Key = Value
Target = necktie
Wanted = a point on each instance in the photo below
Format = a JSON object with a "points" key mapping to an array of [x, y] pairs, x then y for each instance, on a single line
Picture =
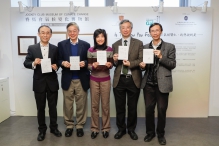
{"points": [[125, 68]]}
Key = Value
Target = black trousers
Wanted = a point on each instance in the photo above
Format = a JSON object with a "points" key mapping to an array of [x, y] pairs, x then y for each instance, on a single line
{"points": [[126, 86], [153, 96], [52, 98]]}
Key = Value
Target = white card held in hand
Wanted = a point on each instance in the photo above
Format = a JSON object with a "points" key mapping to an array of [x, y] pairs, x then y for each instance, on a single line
{"points": [[101, 57], [148, 56], [123, 52], [74, 61], [46, 65]]}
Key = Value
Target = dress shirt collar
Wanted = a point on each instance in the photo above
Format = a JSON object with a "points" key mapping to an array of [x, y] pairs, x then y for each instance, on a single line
{"points": [[155, 46], [41, 45], [74, 43], [128, 41]]}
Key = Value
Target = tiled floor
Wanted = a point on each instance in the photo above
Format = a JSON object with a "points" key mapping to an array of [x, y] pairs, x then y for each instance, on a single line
{"points": [[22, 131]]}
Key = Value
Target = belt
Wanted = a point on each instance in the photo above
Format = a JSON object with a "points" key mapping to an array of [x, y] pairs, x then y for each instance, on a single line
{"points": [[126, 76]]}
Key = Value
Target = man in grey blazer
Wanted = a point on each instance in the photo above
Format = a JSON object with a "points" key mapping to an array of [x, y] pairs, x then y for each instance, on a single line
{"points": [[45, 85], [157, 83], [127, 80]]}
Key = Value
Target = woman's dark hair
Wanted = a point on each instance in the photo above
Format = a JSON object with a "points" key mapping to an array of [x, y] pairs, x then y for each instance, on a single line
{"points": [[153, 24], [96, 33]]}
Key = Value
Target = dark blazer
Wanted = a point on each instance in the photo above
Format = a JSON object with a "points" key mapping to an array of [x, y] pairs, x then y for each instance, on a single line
{"points": [[64, 53], [164, 70], [135, 57], [41, 80]]}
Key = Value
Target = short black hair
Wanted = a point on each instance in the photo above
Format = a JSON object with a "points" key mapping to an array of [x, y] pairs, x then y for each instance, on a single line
{"points": [[153, 24], [96, 33], [44, 26]]}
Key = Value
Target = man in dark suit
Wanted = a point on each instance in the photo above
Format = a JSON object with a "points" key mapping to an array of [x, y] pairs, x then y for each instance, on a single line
{"points": [[75, 83], [45, 85], [127, 80], [157, 82]]}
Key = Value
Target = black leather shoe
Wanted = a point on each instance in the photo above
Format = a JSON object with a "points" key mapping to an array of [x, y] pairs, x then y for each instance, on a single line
{"points": [[105, 134], [94, 135], [56, 132], [119, 134], [41, 136], [133, 135], [162, 140], [149, 137], [80, 132], [68, 132]]}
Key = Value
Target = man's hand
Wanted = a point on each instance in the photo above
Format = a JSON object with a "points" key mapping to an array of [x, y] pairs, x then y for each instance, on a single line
{"points": [[158, 53], [82, 64], [54, 66], [142, 64], [115, 57], [95, 64], [126, 63], [108, 64], [37, 61], [66, 64]]}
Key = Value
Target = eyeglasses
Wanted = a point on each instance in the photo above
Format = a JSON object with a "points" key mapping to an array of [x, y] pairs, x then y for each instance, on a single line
{"points": [[45, 33], [74, 32], [155, 31]]}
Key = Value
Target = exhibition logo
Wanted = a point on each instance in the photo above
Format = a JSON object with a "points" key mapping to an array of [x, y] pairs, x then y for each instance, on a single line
{"points": [[149, 22], [152, 20]]}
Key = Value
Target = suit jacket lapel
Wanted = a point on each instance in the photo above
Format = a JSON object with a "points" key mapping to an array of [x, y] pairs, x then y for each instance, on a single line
{"points": [[39, 52], [80, 47], [162, 47], [50, 51], [68, 47], [132, 42]]}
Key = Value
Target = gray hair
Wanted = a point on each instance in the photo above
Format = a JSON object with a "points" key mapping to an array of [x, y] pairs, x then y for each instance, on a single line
{"points": [[73, 24], [124, 21]]}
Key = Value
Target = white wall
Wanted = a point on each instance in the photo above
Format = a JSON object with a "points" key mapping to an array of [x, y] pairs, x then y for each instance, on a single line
{"points": [[214, 82], [199, 3], [6, 59], [14, 3]]}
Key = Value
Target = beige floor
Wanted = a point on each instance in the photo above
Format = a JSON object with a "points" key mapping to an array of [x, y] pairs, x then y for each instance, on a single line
{"points": [[22, 131]]}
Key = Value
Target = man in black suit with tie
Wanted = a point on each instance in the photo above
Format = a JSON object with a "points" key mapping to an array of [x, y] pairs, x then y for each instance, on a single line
{"points": [[74, 83], [45, 85], [157, 82]]}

* * * * * * *

* **ABOUT THIS TASK**: Number of lines holding "floor" in the data: give it, with nothing else.

* **SOLUTION TO THIS EXERCISE**: 2